Your objective
Print every line below exactly. Skip the pictures.

Image-grounded pointing data
--------

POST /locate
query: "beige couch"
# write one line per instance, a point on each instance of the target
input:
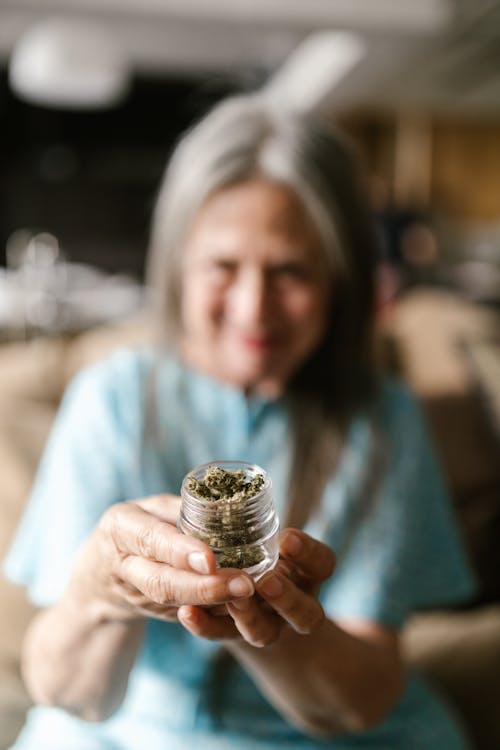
(460, 651)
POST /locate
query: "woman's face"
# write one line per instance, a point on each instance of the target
(255, 287)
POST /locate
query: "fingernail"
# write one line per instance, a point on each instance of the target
(198, 562)
(241, 604)
(240, 586)
(271, 586)
(292, 544)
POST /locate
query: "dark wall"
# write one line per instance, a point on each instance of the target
(90, 178)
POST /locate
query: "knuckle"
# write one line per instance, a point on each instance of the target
(205, 593)
(146, 542)
(315, 618)
(157, 589)
(267, 638)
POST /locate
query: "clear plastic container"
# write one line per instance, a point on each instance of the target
(243, 533)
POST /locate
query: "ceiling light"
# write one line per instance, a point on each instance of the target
(69, 64)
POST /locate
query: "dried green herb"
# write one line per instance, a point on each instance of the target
(228, 529)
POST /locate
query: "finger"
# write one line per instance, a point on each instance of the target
(258, 627)
(201, 623)
(315, 559)
(134, 530)
(164, 585)
(300, 610)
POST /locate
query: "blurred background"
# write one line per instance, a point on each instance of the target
(94, 94)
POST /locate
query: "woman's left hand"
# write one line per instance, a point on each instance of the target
(286, 596)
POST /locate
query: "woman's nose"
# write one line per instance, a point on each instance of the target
(251, 299)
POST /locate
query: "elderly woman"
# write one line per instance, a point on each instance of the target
(261, 269)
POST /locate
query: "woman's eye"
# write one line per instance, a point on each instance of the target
(290, 272)
(221, 270)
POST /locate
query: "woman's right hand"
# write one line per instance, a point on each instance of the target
(137, 564)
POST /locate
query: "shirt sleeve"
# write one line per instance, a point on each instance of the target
(82, 472)
(405, 551)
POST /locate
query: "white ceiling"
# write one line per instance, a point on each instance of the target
(440, 56)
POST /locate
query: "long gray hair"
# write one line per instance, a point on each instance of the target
(245, 137)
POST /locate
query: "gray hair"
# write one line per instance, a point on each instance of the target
(244, 137)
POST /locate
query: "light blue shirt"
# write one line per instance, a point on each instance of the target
(385, 512)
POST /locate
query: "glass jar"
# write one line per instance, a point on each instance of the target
(242, 533)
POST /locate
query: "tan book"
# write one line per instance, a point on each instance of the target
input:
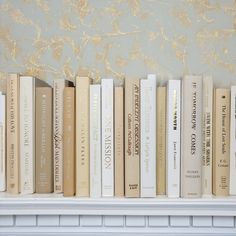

--------

Result of the exercise
POST /locate
query: "beige couch"
# write one line per instance, a point on each instance of the target
input:
(460, 651)
POST /locate
query: "woman's face"
# write one line per instance, a point on each instance of the target
(255, 287)
POST /locate
query: "fingernail"
# write one line per instance, a point on each instance of the target
(198, 562)
(241, 604)
(240, 586)
(271, 586)
(292, 544)
POST /locate
query: "dark wall"
# write one line per instance, a point on each instance of the target
(90, 178)
POST /locate
query: "knuckle"
# write one line per instance, a point on each instance of the target
(205, 593)
(146, 542)
(315, 618)
(157, 589)
(267, 638)
POST /locate
query: "clear plastic container"
# write one line per instance, a point on each instance of the target
(243, 533)
POST /locate
query: "ceiling light"
# write one line per instance, a point on each instance of the target
(69, 64)
POST /locate
query: "dried green herb"
# write one line per instance, a point on each instance of the target
(228, 529)
POST /locate
query: "finger"
# write one line per instance, a point on each instance of the target
(258, 627)
(201, 623)
(315, 559)
(134, 530)
(164, 585)
(300, 610)
POST /locate
query: "blurred background"
# write one line per instance, a point on each instance of the target
(94, 94)
POST /locate
query: "woman's left hand"
# write one line per instance, a point on each instance of the target
(286, 596)
POST /locate
query: "woman's nose"
# write one line per instance, a point on each instance of the target
(251, 299)
POST /locate
query: "elderly woman"
# write one line per instance, a point on each instance of the target
(261, 269)
POST /locate
query: "woman's eye"
# write one line per instance, a point on each instance of the target
(290, 272)
(221, 270)
POST /locate
query: "woman's right hand"
# write one line per instance, a point on each instance of the target
(137, 564)
POST /locate
query: "shirt sleeve"
# write one line per instance, a point on each instance of the target
(82, 472)
(405, 551)
POST /locate
query: "white ceiling"
# write one line per instance, a point on each instance of the target
(440, 56)
POST /locate
query: "long gray hair"
# write one line per instance, a point on each instance of the target
(245, 137)
POST /locate
query: "gray hair"
# write one line per instance, a point on each instance of the target
(244, 137)
POST /locate
query: "light blue shirt"
# write one line per instance, a point on each instance of the target
(385, 512)
POST /locate
query: "glass jar"
# write one line per instance, a point on each instance of the target
(242, 533)
POST /locate
query: "tan book"
# write one line per instance, a point on each instance of the target
input:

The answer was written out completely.